### Work task
Reproduce each of the entries that follow, exactly.

(Saved entries)
- Opening Delimiter -

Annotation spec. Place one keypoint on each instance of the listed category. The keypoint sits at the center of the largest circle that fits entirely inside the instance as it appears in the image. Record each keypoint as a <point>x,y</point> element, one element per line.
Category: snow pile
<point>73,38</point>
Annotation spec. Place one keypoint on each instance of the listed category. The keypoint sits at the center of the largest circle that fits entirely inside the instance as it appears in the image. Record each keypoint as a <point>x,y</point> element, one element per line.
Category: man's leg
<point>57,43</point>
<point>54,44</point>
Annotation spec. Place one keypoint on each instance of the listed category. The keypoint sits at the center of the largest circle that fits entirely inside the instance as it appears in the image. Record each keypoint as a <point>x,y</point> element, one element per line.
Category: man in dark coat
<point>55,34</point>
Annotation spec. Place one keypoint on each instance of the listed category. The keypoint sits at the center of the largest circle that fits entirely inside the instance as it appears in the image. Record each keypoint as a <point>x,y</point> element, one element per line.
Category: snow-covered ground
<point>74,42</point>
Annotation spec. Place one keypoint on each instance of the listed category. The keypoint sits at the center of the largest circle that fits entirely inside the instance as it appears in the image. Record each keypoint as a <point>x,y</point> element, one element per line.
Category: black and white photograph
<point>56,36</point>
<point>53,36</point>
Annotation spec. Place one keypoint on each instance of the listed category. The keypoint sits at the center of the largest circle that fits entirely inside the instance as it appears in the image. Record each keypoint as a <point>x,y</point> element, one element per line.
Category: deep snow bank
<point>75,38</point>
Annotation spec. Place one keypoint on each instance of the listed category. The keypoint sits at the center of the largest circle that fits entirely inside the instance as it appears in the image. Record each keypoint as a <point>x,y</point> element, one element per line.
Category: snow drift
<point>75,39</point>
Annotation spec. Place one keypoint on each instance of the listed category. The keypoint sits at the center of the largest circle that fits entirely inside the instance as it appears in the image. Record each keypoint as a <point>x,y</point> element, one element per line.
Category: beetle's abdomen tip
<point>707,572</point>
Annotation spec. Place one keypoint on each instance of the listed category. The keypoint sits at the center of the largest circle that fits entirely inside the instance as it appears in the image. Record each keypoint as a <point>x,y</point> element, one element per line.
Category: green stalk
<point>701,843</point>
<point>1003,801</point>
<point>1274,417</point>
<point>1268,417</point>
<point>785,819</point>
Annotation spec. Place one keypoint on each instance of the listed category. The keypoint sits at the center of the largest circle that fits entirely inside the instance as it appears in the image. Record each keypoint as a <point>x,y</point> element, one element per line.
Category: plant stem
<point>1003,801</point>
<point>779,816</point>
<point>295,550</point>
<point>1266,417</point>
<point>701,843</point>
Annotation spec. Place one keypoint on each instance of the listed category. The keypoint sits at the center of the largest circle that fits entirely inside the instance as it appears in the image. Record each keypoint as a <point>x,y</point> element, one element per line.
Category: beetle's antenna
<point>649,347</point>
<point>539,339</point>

- Closing Delimiter -

### Written reply
Annotation spec. Place one keypoint on each instance of the listed category. The keypoint sits at the center of the largest circle that fits entirely inside the instance as it appears in the image. Record each keypoint as a <point>x,y</point> element, one element per line.
Category: snow pile
<point>73,38</point>
Annotation spec. Place one keypoint on each instance of the listed category. The keypoint sits at the center of the largest circle that fits entirely inside the instance as it appears in the image. Record each keypoint as a <point>x,y</point> element, one element per line.
Category: man's leg
<point>57,43</point>
<point>54,44</point>
Annotation spec. Place one keypoint on each instance of the listed category. The keypoint sits at the center of the largest circle that fits entirely inside the instance as it appears in the image. Record each keypoint as a <point>x,y</point> element, one element per line.
Category: man in dark coat
<point>55,34</point>
Annotation spec. Place one keypoint on each instance of the listed category. The keypoint sits at the center of the largest circle that fits entirely inside the instance as it appears in the image. Record each keypoint as a <point>x,y</point> element, one element per line.
Category: snow-covered ground
<point>74,42</point>
Annotation spec. Place one keypoint on each instance of the listed category. The keypoint sits at the center of the largest circle that fits entirely inside the instance as it appears in the image. Record each keypoint as a <point>x,y</point> element, one element per line.
Category: black and white photograph
<point>56,36</point>
<point>53,36</point>
Annotation spec. Place one keypoint on each instance of the listed category. The keypoint sits at the center of the largest circle that fits entirely inside the instance as it appears in the image. Record each keypoint as a <point>x,y</point> element, one element per line.
Category: deep snow bank
<point>75,38</point>
Annotation spec. Place one keypoint on each instance of the listed category. The keypoint sits at the center of the largest circle that fits entirely inside the instance as it appears in the image. Record each keypoint as a <point>x,y</point> element, one element per line.
Category: snow drift
<point>75,39</point>
Annotation spec. Place one keypoint on each instance of the listed category. The keypoint sits at the center of the largest circle that fits entirely inside the instance as it appears in the image. Record each keypoint as a <point>x,y</point> element, one element per line.
Category: beetle's abdomen tip
<point>707,572</point>
Annotation spec. Place one keypoint on each instance of the listed category. The keypoint sits at the center of the largest circle that fits entirely inside the instance as it appears in the image. Record each keypoint as a <point>x,y</point> element, one element per line.
Category: green stalk
<point>701,843</point>
<point>1003,801</point>
<point>1274,417</point>
<point>1268,417</point>
<point>785,819</point>
Annotation spec. Place one keypoint on each instance of the listed category. The keypoint sits at the center of the largest circle that fits entirely inside the instance as it appears in the image. Record each keypoint as a <point>x,y</point> element, one element per line.
Category: plant stem
<point>1003,801</point>
<point>779,816</point>
<point>295,550</point>
<point>1266,417</point>
<point>701,843</point>
Annotation spec. Place one keypoint on each instance of the listed category. The keypoint sits at the center of the largest circle that fits entirely inside the instance as it appears in the image. Record each keypoint as a <point>x,y</point> element, one element per line.
Category: beetle's antenna
<point>649,347</point>
<point>539,339</point>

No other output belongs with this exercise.